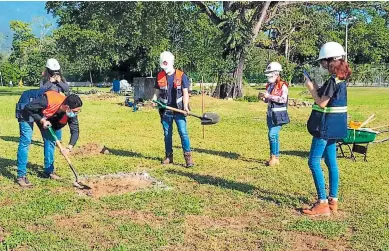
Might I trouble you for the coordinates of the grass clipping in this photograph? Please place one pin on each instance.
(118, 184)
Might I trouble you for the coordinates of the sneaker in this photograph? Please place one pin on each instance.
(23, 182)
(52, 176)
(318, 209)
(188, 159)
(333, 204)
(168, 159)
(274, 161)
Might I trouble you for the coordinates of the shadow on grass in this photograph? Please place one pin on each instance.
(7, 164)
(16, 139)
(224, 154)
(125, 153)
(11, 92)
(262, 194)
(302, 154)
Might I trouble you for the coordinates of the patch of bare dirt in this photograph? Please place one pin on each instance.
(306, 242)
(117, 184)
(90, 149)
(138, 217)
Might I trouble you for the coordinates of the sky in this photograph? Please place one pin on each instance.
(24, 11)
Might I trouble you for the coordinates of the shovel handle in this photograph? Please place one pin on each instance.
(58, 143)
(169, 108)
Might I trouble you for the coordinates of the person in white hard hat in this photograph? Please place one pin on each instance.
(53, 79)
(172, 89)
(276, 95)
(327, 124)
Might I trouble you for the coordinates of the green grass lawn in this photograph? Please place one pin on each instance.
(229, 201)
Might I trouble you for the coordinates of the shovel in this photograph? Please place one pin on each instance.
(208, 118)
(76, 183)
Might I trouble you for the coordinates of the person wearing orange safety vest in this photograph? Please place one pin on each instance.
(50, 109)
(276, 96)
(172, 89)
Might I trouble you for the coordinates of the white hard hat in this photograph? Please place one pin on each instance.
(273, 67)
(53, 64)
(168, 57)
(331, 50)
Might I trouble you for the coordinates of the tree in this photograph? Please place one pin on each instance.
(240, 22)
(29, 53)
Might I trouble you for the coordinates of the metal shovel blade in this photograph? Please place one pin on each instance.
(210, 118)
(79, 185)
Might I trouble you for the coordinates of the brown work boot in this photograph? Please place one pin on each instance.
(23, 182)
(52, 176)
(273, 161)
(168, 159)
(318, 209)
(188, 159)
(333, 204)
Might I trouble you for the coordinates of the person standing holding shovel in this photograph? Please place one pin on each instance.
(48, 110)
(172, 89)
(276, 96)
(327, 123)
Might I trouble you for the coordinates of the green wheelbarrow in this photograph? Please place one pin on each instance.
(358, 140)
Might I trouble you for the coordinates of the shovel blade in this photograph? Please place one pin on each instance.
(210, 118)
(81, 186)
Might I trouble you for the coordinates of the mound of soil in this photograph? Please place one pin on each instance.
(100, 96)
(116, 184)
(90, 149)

--------

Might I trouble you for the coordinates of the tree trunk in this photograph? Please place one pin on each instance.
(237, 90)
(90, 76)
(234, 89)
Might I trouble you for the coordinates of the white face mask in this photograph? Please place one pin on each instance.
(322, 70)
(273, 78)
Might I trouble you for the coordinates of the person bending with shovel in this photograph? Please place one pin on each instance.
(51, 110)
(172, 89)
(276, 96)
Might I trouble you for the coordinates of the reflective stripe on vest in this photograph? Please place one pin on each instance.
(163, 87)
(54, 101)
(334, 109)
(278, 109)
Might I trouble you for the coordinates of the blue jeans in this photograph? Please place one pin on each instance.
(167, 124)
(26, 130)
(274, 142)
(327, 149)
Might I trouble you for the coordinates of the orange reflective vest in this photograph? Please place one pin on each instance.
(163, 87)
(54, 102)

--------

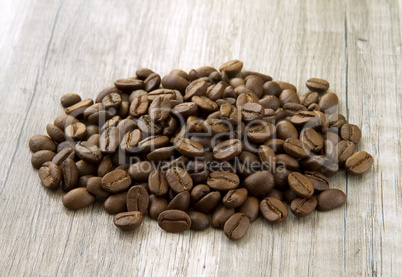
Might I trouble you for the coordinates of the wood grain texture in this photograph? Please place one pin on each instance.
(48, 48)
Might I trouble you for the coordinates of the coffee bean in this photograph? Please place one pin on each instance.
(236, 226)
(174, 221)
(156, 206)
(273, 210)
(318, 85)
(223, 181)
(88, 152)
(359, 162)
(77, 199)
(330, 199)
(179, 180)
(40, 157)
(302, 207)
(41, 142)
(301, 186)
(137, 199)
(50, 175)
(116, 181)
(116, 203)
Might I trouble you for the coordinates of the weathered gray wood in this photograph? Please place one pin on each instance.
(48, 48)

--------

__Work to do__
Extract every line of the listing above that contains the word "orange".

__Exercise output__
Might I trouble you for the coordinates of the person wearing orange safety vest in this photograph? Please place one pin on each instance.
Might I trouble you for the coordinates of the orange reflective vest in this photograph? Please place one pin on each instance.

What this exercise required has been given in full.